- [EXTRACTED RECORDS]
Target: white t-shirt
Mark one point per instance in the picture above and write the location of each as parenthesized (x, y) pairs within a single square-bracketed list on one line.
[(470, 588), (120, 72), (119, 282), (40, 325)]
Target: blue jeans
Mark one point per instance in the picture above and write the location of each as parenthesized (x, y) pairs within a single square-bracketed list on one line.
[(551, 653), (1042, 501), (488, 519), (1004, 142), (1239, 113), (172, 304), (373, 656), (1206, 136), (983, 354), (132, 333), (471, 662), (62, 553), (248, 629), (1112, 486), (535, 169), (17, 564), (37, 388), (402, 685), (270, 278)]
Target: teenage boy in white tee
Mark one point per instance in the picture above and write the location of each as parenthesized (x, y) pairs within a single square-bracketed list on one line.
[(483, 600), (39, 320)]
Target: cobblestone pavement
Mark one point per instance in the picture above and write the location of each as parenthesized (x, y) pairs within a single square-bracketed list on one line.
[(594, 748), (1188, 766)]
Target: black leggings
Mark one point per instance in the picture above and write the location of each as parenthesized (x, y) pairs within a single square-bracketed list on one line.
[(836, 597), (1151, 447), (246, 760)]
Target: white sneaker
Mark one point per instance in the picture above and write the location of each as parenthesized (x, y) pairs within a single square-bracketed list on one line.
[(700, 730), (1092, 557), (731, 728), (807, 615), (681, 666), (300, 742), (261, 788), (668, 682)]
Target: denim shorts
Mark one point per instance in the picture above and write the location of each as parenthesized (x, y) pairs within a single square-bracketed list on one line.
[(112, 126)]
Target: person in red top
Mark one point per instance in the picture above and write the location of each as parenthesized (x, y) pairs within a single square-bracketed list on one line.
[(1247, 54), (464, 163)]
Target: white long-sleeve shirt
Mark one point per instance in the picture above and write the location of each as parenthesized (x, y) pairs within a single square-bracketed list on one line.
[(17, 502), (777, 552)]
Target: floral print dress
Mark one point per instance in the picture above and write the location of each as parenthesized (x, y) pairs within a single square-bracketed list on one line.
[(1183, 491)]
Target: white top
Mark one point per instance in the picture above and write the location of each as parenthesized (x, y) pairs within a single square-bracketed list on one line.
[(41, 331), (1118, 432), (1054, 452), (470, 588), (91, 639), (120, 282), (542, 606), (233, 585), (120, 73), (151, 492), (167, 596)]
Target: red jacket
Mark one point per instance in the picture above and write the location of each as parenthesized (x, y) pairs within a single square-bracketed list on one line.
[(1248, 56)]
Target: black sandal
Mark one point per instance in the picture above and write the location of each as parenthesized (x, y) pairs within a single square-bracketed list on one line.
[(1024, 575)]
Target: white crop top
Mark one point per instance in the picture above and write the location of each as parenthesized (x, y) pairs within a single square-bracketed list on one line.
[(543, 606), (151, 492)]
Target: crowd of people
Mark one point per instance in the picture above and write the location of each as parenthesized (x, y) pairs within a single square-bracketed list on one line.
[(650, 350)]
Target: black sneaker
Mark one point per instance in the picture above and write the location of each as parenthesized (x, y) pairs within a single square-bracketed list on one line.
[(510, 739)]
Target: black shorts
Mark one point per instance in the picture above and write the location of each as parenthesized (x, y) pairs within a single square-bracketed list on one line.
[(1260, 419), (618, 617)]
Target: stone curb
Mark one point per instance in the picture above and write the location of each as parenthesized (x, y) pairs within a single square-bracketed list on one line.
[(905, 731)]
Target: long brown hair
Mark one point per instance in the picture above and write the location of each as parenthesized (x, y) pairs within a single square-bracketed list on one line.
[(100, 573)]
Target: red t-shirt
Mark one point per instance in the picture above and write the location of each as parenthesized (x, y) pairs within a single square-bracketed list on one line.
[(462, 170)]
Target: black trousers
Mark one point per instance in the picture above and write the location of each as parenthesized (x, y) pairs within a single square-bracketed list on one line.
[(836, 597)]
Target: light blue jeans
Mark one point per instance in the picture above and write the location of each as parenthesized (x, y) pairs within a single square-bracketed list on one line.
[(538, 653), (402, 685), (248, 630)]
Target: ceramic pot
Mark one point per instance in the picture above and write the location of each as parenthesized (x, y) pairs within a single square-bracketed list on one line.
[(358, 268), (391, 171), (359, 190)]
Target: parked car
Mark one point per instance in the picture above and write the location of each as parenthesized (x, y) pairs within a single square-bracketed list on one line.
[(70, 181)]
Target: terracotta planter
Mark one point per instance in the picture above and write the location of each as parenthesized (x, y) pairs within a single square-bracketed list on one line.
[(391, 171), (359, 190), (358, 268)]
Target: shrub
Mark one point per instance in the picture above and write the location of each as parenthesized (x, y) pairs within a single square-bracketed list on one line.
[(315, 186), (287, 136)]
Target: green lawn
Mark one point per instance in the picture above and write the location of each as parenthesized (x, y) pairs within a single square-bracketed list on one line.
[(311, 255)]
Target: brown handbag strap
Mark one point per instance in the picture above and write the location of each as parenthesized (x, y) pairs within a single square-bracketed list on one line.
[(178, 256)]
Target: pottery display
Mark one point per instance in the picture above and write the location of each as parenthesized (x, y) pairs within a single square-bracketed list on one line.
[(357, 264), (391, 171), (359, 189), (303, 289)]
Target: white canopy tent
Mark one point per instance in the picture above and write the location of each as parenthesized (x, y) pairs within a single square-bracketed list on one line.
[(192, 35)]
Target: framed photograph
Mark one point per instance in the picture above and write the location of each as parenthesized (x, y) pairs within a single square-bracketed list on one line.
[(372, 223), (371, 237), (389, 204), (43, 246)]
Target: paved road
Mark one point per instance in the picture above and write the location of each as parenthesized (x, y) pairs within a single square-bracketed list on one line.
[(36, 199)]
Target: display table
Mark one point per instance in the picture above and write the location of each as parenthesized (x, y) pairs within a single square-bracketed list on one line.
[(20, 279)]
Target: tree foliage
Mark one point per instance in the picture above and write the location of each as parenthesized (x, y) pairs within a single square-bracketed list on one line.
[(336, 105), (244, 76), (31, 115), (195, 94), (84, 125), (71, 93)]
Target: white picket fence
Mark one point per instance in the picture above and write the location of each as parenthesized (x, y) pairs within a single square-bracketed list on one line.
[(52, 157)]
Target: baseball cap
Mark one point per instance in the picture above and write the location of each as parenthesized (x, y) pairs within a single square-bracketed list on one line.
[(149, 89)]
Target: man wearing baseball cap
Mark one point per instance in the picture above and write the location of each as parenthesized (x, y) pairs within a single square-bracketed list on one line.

- [SET EXERCISE] Reproduce all of the rows above verbatim, line for line.

- [THE COMPLETED TASK]
Target: white t-shirt
Mark one point per instance in the picture above and write the location of each as parenthesized (x, y) pairs within a single square-bracketed list on one line.
[(470, 588), (120, 72), (119, 282), (40, 325)]
Target: blue jeans
Mark one point per instance in the picture above and write the location of each as parenthesized (x, y) pairs within a single square-bracketed list on one line.
[(551, 653), (1042, 501), (488, 519), (1004, 142), (1239, 113), (172, 304), (373, 656), (1206, 136), (983, 354), (132, 333), (471, 662), (62, 553), (248, 629), (1112, 486), (535, 169), (17, 564), (37, 388), (402, 685), (270, 278)]
Target: teenage boy in white tee
Mark one point per instance in the picture above and write the location of each as parenthesized (x, y) pairs within a single square-bracketed list on one line.
[(483, 600), (39, 320)]
Target: cobblestone pavement
Mark one point per instance in the picture above and write the location of each as parenthesized (x, y) pairs within a single square-bracketed list on one line.
[(594, 748), (1188, 766)]
Target: black leggings
Mark one point per instance in the picture above and write the location of each as parenthesized (x, y) pairs within a single square-bracketed list on one line.
[(836, 597), (1151, 447), (246, 760)]
Target: white sneaker
Mark one point per instance in the picture above and write the location of each as parenthesized (x, y) pairs within a single square-bracketed list on one line.
[(700, 730), (1092, 557), (731, 728), (807, 615), (681, 666), (300, 742), (261, 788), (668, 682)]
Target: denim shorts
Mark one point per instance in the picture above and write the location of each as parenthesized (x, y) pairs within a single square-bracketed list on one line.
[(112, 126)]
Target: person in red top
Mark one point per instance in the picture above and write the location of each as parenthesized (x, y) pairs within a single square-bracketed list on one line.
[(1247, 54), (464, 163)]
Target: white long-sleeve shirt
Mark one point per instance in the picture above and write the location of each as parenthesized (x, y) pairs within a single square-bracketed list on one line.
[(17, 502), (777, 552)]
Target: floral print dress
Mark one point per instance in the picture above and write the location of each as parenthesized (x, y) pairs within a single square-bracketed list on one line.
[(1183, 491)]
Target: white top
Mark one point per instance in the picture above and write the location of each as parenthesized (x, y) pairs within a single square-bracketed list on one line.
[(41, 331), (1118, 432), (1054, 452), (470, 588), (91, 639), (120, 282), (542, 606), (233, 585), (120, 73), (151, 492), (167, 596)]
Target: red jacket
Mark one point per instance in the picture above and write the location of each as parenthesized (x, y) pairs within a single square-bracketed list on one line.
[(1248, 56)]
Target: black sandal
Mark one point per instance in the picture above and write the location of each as parenthesized (x, y) pairs within a single square-bracketed list on one line.
[(1024, 575)]
Target: white crop top
Mark one point per instance in the picture above and write the location of each as parenthesized (x, y) pairs within a single square-bracketed list on one line.
[(543, 606), (151, 492)]
Target: crowd of people
Mark one point per instance in the picture above and write the location of each as parenthesized (x, y) pairs within a single square-bracketed list on one line.
[(650, 350)]
Target: black sneaker
Mark one point per instance in the picture above and write the location of each as parenthesized (x, y) pairs within a single square-bracketed list on one line.
[(510, 739)]
Target: black shorts
Mark one point per instance in the picture above and write the location of each as parenthesized (x, y) pairs within a single square-bracketed list on one line.
[(1260, 419), (618, 617)]
Target: stone curb
Mark one point per instance in the picture above and write the location of each as parenthesized (x, y) pairs within a single square-bracketed list on one line.
[(905, 731)]
Target: long brown hair
Mark one point per instance in the picture above and write the location of each as parenthesized (x, y) pairs within a single square-bracketed list on one line.
[(100, 573)]
Target: red t-shirt
Mark one point per instance in the picture above and write the location of each as parenthesized (x, y) pairs within a single square-bracketed list on one line.
[(462, 170)]
Target: black trousers
Mark one point per instance in the picture above and write the location of each as parenthesized (x, y) pairs within a single square-bracketed list on one line.
[(836, 597)]
Target: light blue jeans
Mark one point per instance in the picture above and write the location of each as parenthesized (x, y) pairs within a single square-bracketed list on one line.
[(538, 653), (402, 685), (248, 630)]
Target: ceramic pot
Mark one point per instance in the picture above and write the location of each as parenthesized (x, y) pairs within a single square-bracketed list on one line.
[(358, 268), (391, 171), (359, 190)]
Target: parked car
Mark one point per instance in the picture above and write the location of each as parenthesized (x, y) pairs within a single square-bracketed list on one line.
[(70, 181)]
Target: terracotta planter
Mark one point per instance in the picture above and write the location of each as parenthesized (x, y) pairs within a single square-bracketed list on one line.
[(391, 171), (359, 190), (358, 268)]
Target: shrub
Mark one point per instance in the picture above and write the location of each as parenthesized (x, y) pairs within a single square-bracketed list on one line.
[(315, 186), (287, 136)]
Target: green lawn
Mark one point per instance in the picture above and write the location of each as parenthesized (x, y) pairs within a single square-bracketed list on one line.
[(311, 255)]
Target: brown handbag strap
Mark one point per instance in the picture above and write the location of each as parenthesized (x, y) pairs within a single square-bracketed list on one line.
[(178, 256)]
Target: pottery display
Mark one point per instance in the picture above and write the location of each as parenthesized (x, y) pairs within a single square-bracketed list on one line.
[(357, 264), (391, 171), (359, 189), (303, 289)]
Target: white canopy tent
Mark one point per instance in the picture above and write the location of each as parenthesized (x, y) pairs within a single square-bracketed list on one line.
[(192, 35)]
Target: framed photograph
Mark one point per instance in the picture above and write the location of each as parenthesized (x, y) pairs within a single square-bracketed list on one line.
[(372, 223), (371, 237), (389, 204), (43, 246)]
Target: paved road
Mark one point per instance in the picture above and write the location of each as parenthesized (x, y) pairs within a single square-bracketed list on one line.
[(36, 199)]
Target: display table
Mark one point per instance in the picture above and write the location of each as parenthesized (x, y) pairs within a single square-bracketed list on one line.
[(20, 279)]
Target: tree foliage
Mark one point per instance in the picture above and write the location of each as parenthesized (x, y) pairs within a single square-bracketed list on one line.
[(336, 105), (244, 76), (31, 115), (195, 94), (84, 125), (71, 93)]
Target: white picket fence
Mark one point per instance in the picture above and write the location of each as parenthesized (x, y) pairs within a single square-bracketed list on one line.
[(52, 157)]
Target: baseball cap
Mark one point per instance in the picture above and write the location of each as parenthesized (x, y) pairs within a single square-bracketed list on one line.
[(149, 89)]
Target: man wearing baseball cap
Mark one point per instance in the picture above and write the location of each as parenthesized (x, y) pairs within a single square-bracketed list on one line.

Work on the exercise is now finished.